Task instructions ->
Copy the lines of the listing from the line with "Could you please point to the gray townhome" to the line with "(1253, 654)", including both of those lines. Substitute "flowering shrub" for "ornamental grass clump" and keep everything else the same.
*** Data for this task
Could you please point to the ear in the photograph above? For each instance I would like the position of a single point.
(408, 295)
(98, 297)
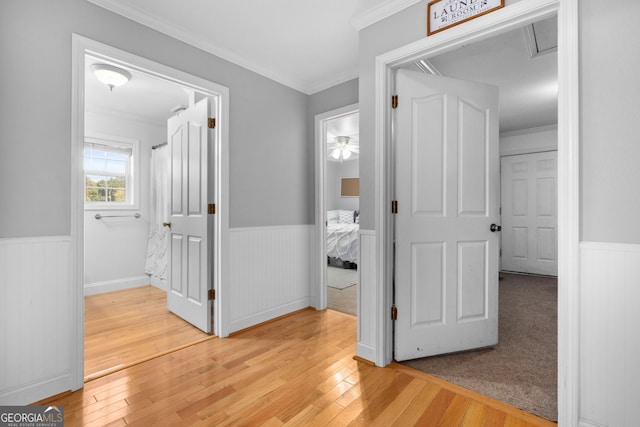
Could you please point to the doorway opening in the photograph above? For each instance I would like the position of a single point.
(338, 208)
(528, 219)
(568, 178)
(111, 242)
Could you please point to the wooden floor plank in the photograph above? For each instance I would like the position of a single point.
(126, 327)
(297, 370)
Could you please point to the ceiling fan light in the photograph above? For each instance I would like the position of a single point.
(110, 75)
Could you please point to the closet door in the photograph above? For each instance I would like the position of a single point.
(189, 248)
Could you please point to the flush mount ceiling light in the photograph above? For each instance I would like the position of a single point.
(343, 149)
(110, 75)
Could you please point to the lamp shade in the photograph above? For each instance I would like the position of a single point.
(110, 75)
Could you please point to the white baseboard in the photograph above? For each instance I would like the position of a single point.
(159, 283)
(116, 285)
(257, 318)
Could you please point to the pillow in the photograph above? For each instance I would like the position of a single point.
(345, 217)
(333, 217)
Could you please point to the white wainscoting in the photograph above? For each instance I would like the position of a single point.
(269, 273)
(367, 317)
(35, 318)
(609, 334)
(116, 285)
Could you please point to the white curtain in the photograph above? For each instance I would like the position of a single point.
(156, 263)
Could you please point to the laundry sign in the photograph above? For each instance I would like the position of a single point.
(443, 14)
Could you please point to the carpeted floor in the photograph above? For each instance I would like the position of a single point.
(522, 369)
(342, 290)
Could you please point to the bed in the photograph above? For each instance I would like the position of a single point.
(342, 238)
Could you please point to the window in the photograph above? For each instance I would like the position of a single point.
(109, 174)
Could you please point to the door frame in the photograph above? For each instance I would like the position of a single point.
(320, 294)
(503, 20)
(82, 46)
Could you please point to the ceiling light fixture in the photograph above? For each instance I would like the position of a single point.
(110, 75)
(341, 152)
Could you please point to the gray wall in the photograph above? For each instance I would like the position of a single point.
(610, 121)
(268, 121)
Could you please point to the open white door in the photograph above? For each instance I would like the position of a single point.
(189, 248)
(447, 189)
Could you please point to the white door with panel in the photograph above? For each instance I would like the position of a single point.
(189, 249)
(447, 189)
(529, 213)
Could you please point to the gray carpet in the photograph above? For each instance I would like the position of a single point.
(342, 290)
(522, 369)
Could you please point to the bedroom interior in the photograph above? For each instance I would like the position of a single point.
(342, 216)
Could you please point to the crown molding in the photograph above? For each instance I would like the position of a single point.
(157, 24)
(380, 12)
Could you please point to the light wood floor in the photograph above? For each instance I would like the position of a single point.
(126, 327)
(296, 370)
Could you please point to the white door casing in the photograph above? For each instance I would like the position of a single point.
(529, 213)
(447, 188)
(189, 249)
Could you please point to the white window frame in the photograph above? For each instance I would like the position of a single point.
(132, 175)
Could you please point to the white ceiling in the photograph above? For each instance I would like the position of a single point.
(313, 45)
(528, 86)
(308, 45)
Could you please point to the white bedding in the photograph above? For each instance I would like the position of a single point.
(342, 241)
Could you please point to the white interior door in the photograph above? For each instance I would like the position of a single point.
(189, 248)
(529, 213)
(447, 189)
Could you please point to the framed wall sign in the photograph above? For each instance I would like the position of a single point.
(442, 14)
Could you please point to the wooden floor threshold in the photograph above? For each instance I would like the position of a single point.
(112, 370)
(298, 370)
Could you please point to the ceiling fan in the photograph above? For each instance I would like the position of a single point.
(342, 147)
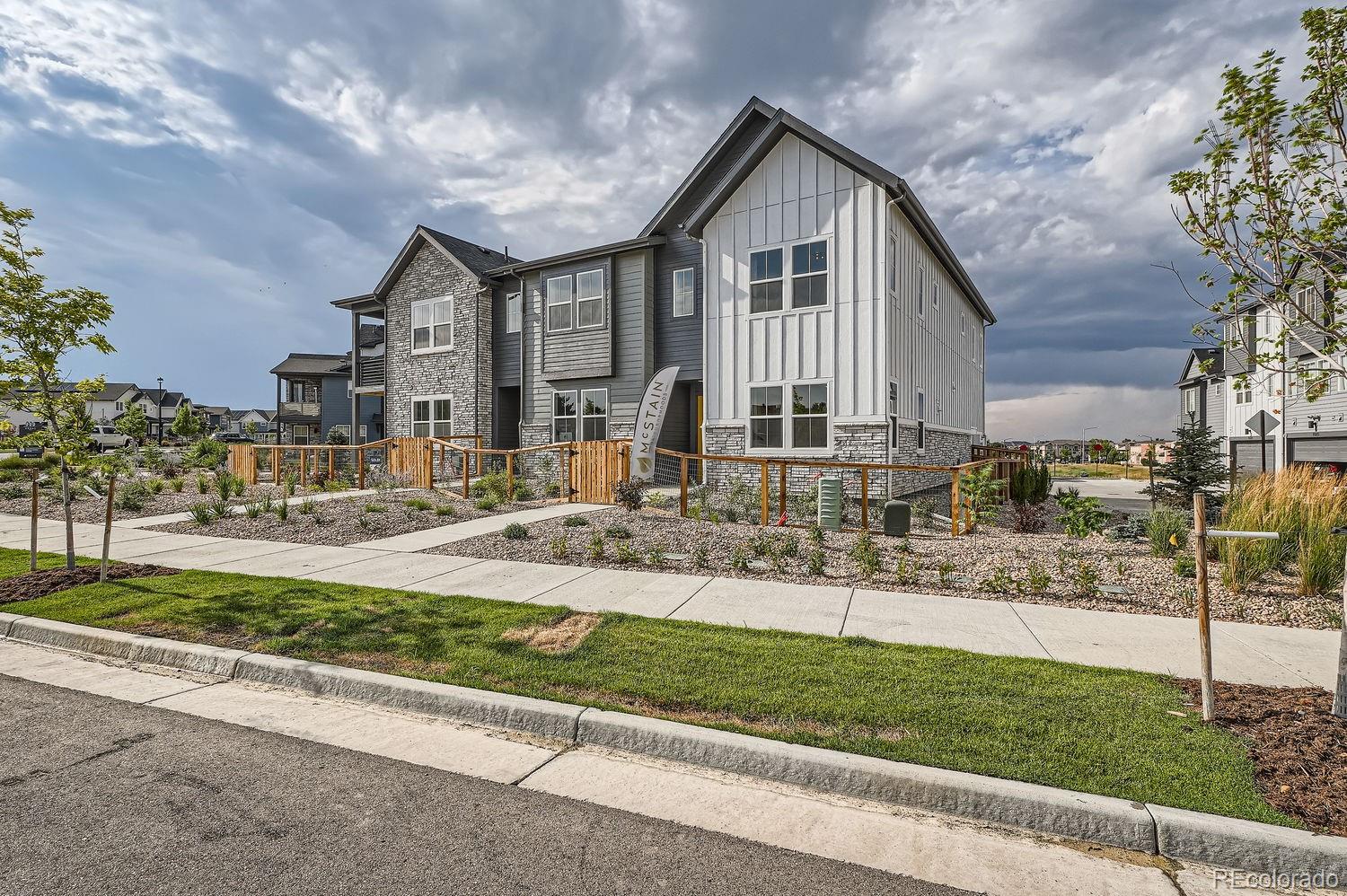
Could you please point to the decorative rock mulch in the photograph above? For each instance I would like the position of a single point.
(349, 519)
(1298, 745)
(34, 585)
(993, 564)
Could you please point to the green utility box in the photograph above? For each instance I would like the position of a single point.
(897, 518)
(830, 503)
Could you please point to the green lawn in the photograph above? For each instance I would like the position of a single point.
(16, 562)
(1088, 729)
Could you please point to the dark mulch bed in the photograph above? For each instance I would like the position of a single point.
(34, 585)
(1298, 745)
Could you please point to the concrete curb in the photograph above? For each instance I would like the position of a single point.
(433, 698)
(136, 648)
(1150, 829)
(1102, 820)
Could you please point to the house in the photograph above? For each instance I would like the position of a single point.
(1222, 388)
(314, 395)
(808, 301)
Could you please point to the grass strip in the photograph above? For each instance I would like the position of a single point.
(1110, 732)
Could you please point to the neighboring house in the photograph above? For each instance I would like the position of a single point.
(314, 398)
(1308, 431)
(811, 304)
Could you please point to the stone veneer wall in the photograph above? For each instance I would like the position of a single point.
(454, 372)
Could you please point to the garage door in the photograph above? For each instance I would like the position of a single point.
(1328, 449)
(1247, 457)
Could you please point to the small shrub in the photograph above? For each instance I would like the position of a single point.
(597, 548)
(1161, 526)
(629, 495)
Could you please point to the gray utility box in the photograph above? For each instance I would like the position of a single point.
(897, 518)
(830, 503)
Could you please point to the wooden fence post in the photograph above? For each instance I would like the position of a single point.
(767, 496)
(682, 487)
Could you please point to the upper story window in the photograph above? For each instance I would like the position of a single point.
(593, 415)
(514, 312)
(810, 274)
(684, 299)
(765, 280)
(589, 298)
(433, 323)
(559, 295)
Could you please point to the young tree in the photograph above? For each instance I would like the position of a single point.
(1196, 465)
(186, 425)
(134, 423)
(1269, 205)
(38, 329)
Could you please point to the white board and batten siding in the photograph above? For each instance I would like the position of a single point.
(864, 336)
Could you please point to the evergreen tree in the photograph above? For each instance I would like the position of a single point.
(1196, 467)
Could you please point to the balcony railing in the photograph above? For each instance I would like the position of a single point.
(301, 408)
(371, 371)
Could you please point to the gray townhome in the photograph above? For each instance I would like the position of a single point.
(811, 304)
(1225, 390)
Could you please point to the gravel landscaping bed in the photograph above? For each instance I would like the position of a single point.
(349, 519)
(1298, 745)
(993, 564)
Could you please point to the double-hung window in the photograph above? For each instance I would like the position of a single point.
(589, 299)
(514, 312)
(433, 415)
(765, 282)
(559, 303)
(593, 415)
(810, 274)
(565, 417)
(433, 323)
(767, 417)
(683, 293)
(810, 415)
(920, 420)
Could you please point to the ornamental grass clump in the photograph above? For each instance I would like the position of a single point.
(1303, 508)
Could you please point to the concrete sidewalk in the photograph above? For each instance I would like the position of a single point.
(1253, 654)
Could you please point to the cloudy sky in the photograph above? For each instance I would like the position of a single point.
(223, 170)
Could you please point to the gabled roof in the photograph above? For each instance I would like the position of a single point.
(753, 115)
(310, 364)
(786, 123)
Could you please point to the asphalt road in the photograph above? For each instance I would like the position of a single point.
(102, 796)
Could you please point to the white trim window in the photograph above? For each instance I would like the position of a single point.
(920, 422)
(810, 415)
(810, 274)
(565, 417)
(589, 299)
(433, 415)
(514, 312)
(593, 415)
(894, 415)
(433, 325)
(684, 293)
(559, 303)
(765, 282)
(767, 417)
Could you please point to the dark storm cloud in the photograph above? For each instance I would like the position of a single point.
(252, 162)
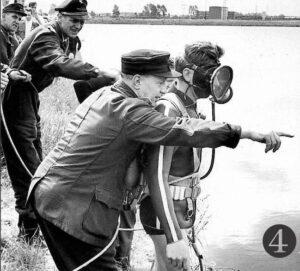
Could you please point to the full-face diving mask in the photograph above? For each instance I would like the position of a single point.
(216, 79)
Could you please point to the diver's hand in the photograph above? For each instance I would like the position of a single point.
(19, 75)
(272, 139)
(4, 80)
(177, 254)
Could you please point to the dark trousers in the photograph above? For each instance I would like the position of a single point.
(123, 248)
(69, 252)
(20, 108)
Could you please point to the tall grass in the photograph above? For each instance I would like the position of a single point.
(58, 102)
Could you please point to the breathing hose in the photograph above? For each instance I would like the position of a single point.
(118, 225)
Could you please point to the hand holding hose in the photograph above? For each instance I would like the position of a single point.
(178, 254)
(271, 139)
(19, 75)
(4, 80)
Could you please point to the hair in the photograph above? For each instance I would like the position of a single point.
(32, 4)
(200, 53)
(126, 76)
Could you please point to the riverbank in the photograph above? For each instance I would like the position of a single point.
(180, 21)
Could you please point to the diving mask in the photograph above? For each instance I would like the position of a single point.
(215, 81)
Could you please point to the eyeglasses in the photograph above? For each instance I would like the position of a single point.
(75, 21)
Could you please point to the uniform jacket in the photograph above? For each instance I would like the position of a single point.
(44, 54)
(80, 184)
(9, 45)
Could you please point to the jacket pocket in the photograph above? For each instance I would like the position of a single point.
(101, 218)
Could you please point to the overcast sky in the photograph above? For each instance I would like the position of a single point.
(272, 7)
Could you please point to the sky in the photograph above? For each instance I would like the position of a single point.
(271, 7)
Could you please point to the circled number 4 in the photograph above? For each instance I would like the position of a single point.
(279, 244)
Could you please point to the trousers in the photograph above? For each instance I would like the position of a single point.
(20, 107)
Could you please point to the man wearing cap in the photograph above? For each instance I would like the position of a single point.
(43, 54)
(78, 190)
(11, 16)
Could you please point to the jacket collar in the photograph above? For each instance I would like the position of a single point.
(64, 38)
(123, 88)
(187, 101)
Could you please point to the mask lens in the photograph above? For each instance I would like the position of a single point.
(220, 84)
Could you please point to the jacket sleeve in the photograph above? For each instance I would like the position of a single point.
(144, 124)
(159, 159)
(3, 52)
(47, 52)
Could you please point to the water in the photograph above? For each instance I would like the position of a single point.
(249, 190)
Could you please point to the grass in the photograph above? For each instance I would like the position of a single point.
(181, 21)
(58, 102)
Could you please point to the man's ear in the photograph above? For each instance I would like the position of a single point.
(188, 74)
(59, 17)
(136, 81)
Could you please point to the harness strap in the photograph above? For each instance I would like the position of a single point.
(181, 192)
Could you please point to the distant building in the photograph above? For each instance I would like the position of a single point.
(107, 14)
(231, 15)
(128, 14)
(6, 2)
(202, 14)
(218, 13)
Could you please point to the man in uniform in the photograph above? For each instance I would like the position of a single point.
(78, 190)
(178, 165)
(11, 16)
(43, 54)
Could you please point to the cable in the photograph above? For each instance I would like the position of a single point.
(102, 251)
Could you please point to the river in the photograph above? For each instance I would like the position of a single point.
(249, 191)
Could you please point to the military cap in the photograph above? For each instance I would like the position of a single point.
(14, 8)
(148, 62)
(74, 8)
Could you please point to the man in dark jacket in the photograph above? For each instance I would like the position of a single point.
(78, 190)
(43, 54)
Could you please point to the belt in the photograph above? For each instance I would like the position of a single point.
******
Task result ->
Could you please point to the gray townhome in the photograph above? For each instance I would like the position of a single point.
(811, 304)
(1225, 390)
Could you please point to the gravel landscaping bed in the photograph above? For each instance I would like the position of a single point.
(349, 519)
(1298, 745)
(993, 564)
Could you please point to the double-hung window in the photograph above? For each instance I would like the position of a single point.
(589, 299)
(514, 312)
(433, 415)
(765, 282)
(559, 303)
(593, 415)
(810, 274)
(565, 417)
(433, 323)
(767, 417)
(683, 293)
(810, 415)
(920, 420)
Could you please point to the flowering shrub in the photograph above? For each instance I would like the position of a single point.
(1303, 508)
Could you please point to the concrete sidewalk in the photograph above? For each instance I would like the position of a single point.
(1253, 654)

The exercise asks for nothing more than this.